A church that doesn’t provoke any crises, a gospel that doesn’t unsettle, a word of God that doesn’t get under anyone’s skin, a word of God that doesn’t touch the real sin of the society in which it is being proclaimed — what gospel is that?
St. Oscar Romero
Oscar Romero was born to a large family in El Salvador in 1917. He studied carpentry before entering the minor seminary at fourteen. After his studies were completed, he was ordained a priest in Rome in 1942. He returned to his homeland, where for over twenty years he served as a pastor in San Miguel, El Salvador. When he was named Bishop of Santiago de Maria, his efforts to serve his flock brought him before the conflict between the peasants, many of whom lived in crushing poverty, and the wealthy landowners, who sought to retain their control with the help of the military. He was considered to be a religious and social conservative when he was appointed.
In 1977, Romero was named Archbishop of the capital, San Salvador. The government welcomed his appointment, but ten days later, one of his friends Fr. Rutilio Grande, who had been living among impoverished farmers, was assassinated by a death squad. Romero was deeply affected. From this time, Oscar’s radio sermons increasingly addressed the inequality of a system that held so many in poverty and the immorality of the use of force against the innocent. When an ultra-right wing government seized power in 1979, Romero became an outspoken critic of the regime’s violations of human rights and outright terrorism, including unofficial government death squads.
On March 23, 1980, he made an eloquent radio plea urging those of his flock who were serving in the military to refrain from killing unarmed civilians. called on the Salvadoran military to cease its oppression. “Brothers, you belong to our own people. You kill your own brother peasants; and in the face of an order to kill that is given by a man, the law of God that says ‘Do not kill!’ should prevail.” His pleas effectively became his death warrant.
The next day, while he was saying Mass in a hospital chapel, he was shot dead by an assassin.

RECORDED INFORMATION

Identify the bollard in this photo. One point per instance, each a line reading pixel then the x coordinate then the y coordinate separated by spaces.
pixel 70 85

REQUIRED WORK
(a) In the Oscar Romero text, in what year and in what city was Romero ordained a priest?
(b) Using the Oscar Romero text, explain what led Romero's radio sermons to turn increasingly toward inequality and the use of force against the innocent.
(c) Proceed with the Oscar Romero text, starting after its final sentence.

TASK RESULTS
(a) He was ordained in Rome in 1942.

(b) Ten days after Romero was named Archbishop of San Salvador in 1977, his friend Fr. Rutilio Grande, who had been living among impoverished farmers, was assassinated by a death squad. Romero was deeply affected. From then on, his radio sermons increasingly spoke against a system that kept so many in poverty and against the use of force on the innocent.

(c)
In his 2018 canonization Mass for Oscar, Pope Francis praised him as one who “left the security of the world, even his own safety, in order to give his life according to the Gospel— close to the poor and to his people.”
March 29
St. Berthold of Mount Carmel
St. Berthold was born in Limoges, France, the son of a Count. He excelled at his studies at the University of Paris and was ordained a priest. Berthold joined his brother, Aymeric, the Latin patriarch of Antioch, in Turkey. The two joined together to participate in a Crusade to the Holy Land. He was in Antioch during its siege by Saracens.
Following a vision of Christ, Berthold gave up the military life and joined a group of hermits on Mt. Carmel, and established a rule for their community. Many hermits scattered throughout Palestine gravitated to St. Berthold and his new community. Aymeric appointed Berthold the superior of the new community, which he headed for the next 45 years, until his death in 1195.
Following his death, the community became known as the Hermit Brothers of St Mary of Mount Carmel. It was the life and work of Bl Berthold that laid the foundation for the Carmelite Order, which, in 1206 received a written rule from St Albert of Jerusalem, whose rule was approved by Pope Honorius III in 1226. After a long absence, the Carmelites returned to their original home on Mt. Carmel in 1631, building the Stella Maris Monastery in the 18th century.